Write the data out again exactly, dropping any images it holds.

DATA EXTRACT:
───

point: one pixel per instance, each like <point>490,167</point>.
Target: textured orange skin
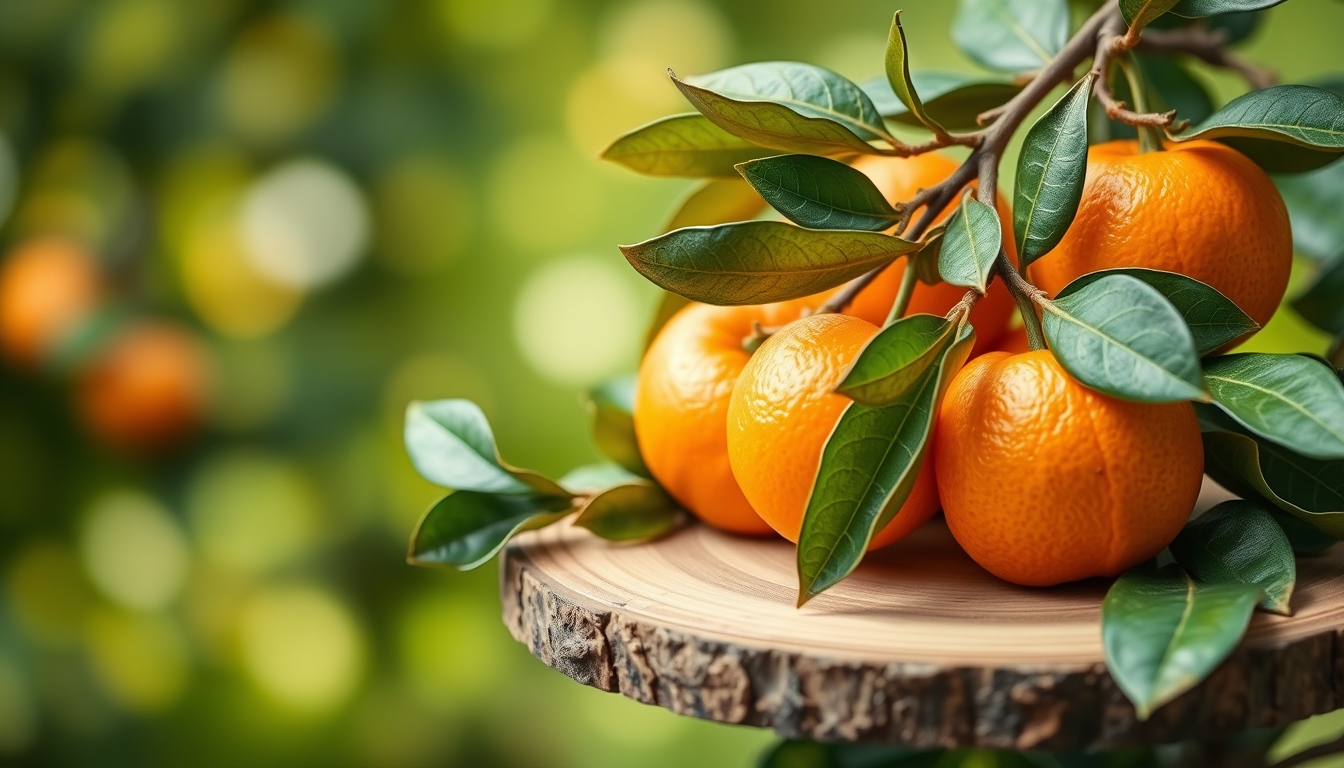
<point>784,410</point>
<point>1044,480</point>
<point>899,179</point>
<point>682,405</point>
<point>46,288</point>
<point>1200,209</point>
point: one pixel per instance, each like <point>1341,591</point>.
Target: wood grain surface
<point>918,647</point>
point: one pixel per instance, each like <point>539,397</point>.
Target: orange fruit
<point>784,410</point>
<point>1200,209</point>
<point>1044,480</point>
<point>46,288</point>
<point>147,389</point>
<point>682,402</point>
<point>899,179</point>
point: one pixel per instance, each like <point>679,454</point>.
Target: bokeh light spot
<point>578,320</point>
<point>133,549</point>
<point>301,646</point>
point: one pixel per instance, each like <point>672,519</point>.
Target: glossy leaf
<point>452,445</point>
<point>1011,35</point>
<point>1323,303</point>
<point>971,245</point>
<point>1050,174</point>
<point>1309,490</point>
<point>953,100</point>
<point>610,406</point>
<point>897,358</point>
<point>1292,400</point>
<point>467,527</point>
<point>1286,128</point>
<point>898,75</point>
<point>820,193</point>
<point>867,470</point>
<point>1121,336</point>
<point>1163,632</point>
<point>1214,320</point>
<point>682,145</point>
<point>1239,542</point>
<point>757,262</point>
<point>631,511</point>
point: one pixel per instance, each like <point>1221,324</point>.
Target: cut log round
<point>918,647</point>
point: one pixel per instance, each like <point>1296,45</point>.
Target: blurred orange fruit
<point>1044,480</point>
<point>46,288</point>
<point>782,412</point>
<point>147,389</point>
<point>1200,209</point>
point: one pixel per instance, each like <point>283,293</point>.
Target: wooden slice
<point>918,647</point>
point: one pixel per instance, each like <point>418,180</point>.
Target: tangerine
<point>1200,209</point>
<point>1044,480</point>
<point>782,412</point>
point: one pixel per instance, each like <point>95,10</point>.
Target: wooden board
<point>918,647</point>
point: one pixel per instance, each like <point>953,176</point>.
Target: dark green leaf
<point>467,527</point>
<point>1239,542</point>
<point>820,193</point>
<point>971,245</point>
<point>450,444</point>
<point>1309,490</point>
<point>1286,128</point>
<point>867,471</point>
<point>610,406</point>
<point>1292,400</point>
<point>895,359</point>
<point>954,100</point>
<point>631,511</point>
<point>1200,8</point>
<point>757,262</point>
<point>1050,174</point>
<point>1011,35</point>
<point>1121,336</point>
<point>1323,303</point>
<point>682,145</point>
<point>1214,320</point>
<point>898,75</point>
<point>1163,632</point>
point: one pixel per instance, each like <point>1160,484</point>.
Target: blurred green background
<point>350,205</point>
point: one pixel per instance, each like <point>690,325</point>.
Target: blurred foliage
<point>347,205</point>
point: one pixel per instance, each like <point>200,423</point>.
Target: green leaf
<point>610,408</point>
<point>1323,303</point>
<point>1200,8</point>
<point>1239,542</point>
<point>1309,490</point>
<point>1011,35</point>
<point>898,75</point>
<point>820,193</point>
<point>631,511</point>
<point>1286,128</point>
<point>467,527</point>
<point>1050,174</point>
<point>682,145</point>
<point>867,471</point>
<point>1163,632</point>
<point>757,262</point>
<point>1139,14</point>
<point>953,100</point>
<point>1214,320</point>
<point>450,444</point>
<point>971,245</point>
<point>897,359</point>
<point>1121,336</point>
<point>1292,400</point>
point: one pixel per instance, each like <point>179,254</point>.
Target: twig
<point>1210,46</point>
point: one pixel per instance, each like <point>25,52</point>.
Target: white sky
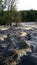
<point>27,4</point>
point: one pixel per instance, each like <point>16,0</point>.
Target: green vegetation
<point>29,15</point>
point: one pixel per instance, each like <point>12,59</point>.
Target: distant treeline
<point>29,15</point>
<point>7,17</point>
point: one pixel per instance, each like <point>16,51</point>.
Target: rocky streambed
<point>19,44</point>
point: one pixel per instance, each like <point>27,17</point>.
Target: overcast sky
<point>27,4</point>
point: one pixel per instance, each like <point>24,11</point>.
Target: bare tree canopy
<point>7,4</point>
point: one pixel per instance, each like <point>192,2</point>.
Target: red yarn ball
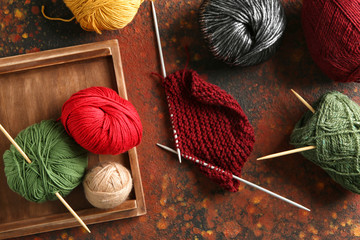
<point>101,121</point>
<point>332,32</point>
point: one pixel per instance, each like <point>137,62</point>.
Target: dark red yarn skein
<point>101,121</point>
<point>332,32</point>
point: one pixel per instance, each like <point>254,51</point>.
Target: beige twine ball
<point>107,185</point>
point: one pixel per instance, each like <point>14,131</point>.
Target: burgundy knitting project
<point>209,126</point>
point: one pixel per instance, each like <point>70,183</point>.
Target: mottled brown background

───

ANSWER SPACE:
point: one pixel per instance, each like <point>490,167</point>.
Target: textured orange skin
<point>784,410</point>
<point>1044,480</point>
<point>899,179</point>
<point>682,405</point>
<point>46,288</point>
<point>1200,209</point>
point: one pixel per instance, each like <point>1341,591</point>.
Target: wood grain surface
<point>918,647</point>
point: one pixel per instance, each like <point>539,397</point>.
Target: orange fruit
<point>784,410</point>
<point>1200,209</point>
<point>1044,480</point>
<point>46,288</point>
<point>147,389</point>
<point>682,402</point>
<point>899,179</point>
point: one pixel per instance, each like <point>679,454</point>.
Target: bokeh light spot
<point>578,320</point>
<point>133,549</point>
<point>301,646</point>
point: one pixel per instance, each like <point>672,519</point>.
Target: glossy leaf
<point>452,445</point>
<point>1011,35</point>
<point>1323,303</point>
<point>971,245</point>
<point>1050,174</point>
<point>1309,490</point>
<point>953,100</point>
<point>610,406</point>
<point>897,358</point>
<point>1292,400</point>
<point>467,527</point>
<point>1286,128</point>
<point>898,75</point>
<point>820,193</point>
<point>867,470</point>
<point>1121,336</point>
<point>1163,632</point>
<point>1214,320</point>
<point>682,145</point>
<point>1239,542</point>
<point>757,262</point>
<point>631,511</point>
point: one pixel per instance, each like <point>1221,324</point>.
Target: cut log round
<point>918,647</point>
point: one pixel per instance, each like <point>1296,45</point>.
Target: blurred orange fruit
<point>1044,480</point>
<point>46,288</point>
<point>782,412</point>
<point>147,389</point>
<point>1200,209</point>
point: one pixel per instance, each like <point>283,293</point>.
Target: wooden slice
<point>918,647</point>
point: one pixel per instance, each like <point>418,180</point>.
Target: tangerine
<point>1200,209</point>
<point>1044,480</point>
<point>782,412</point>
point: one pixel per instance, each like <point>95,10</point>.
Target: wooden board
<point>918,647</point>
point: one pixel per instance, each like <point>953,176</point>.
Target: dark green leaf
<point>467,527</point>
<point>1239,542</point>
<point>820,193</point>
<point>971,245</point>
<point>450,444</point>
<point>1309,490</point>
<point>1286,128</point>
<point>867,471</point>
<point>610,406</point>
<point>1292,400</point>
<point>895,359</point>
<point>954,100</point>
<point>631,511</point>
<point>1200,8</point>
<point>757,262</point>
<point>1050,174</point>
<point>1011,35</point>
<point>1121,336</point>
<point>1323,303</point>
<point>682,145</point>
<point>1214,320</point>
<point>898,75</point>
<point>1163,632</point>
point: one pixel per instance, each like <point>1160,484</point>.
Target: blurred green background
<point>350,205</point>
point: one pixel per instance, each like <point>690,325</point>.
Target: blurred foliage
<point>347,205</point>
point: one pixel per instance, each like <point>200,423</point>.
Target: green leaf
<point>610,408</point>
<point>1323,303</point>
<point>1200,8</point>
<point>1239,542</point>
<point>1309,490</point>
<point>1011,35</point>
<point>898,75</point>
<point>820,193</point>
<point>631,511</point>
<point>1286,128</point>
<point>467,527</point>
<point>1050,174</point>
<point>682,145</point>
<point>867,471</point>
<point>1163,632</point>
<point>757,262</point>
<point>1139,14</point>
<point>953,100</point>
<point>1214,320</point>
<point>450,444</point>
<point>971,245</point>
<point>897,359</point>
<point>1121,336</point>
<point>1292,400</point>
point: one pixel per instance, each like <point>179,254</point>.
Target: twig
<point>1210,46</point>
point: one pixel per instance, each like <point>25,52</point>.
Target: white sky
<point>27,4</point>
point: one pixel per instance, each like <point>16,0</point>.
Target: green vegetation
<point>29,15</point>
point: one pixel per instance, each like <point>12,59</point>.
Target: distant treeline
<point>29,15</point>
<point>7,17</point>
point: one pixel per instance, each like <point>16,51</point>.
Target: rocky streambed
<point>19,44</point>
point: one pixel per instance, each like <point>27,17</point>.
Target: overcast sky
<point>27,4</point>
point: one pixel per instance, each like <point>24,11</point>.
Target: bare tree canopy
<point>7,4</point>
point: one pixel per instance, each like <point>192,2</point>.
Target: red yarn ball
<point>101,121</point>
<point>332,32</point>
point: one pixel per instance, each like <point>137,62</point>.
Target: dark red yarn skein
<point>101,121</point>
<point>332,32</point>
point: one pixel per instance, each like <point>254,51</point>.
Target: beige twine ball
<point>107,185</point>
point: one pixel per instance, each like <point>14,131</point>.
Target: burgundy knitting project
<point>209,126</point>
point: one pixel per instance, each like <point>70,183</point>.
Target: mottled brown background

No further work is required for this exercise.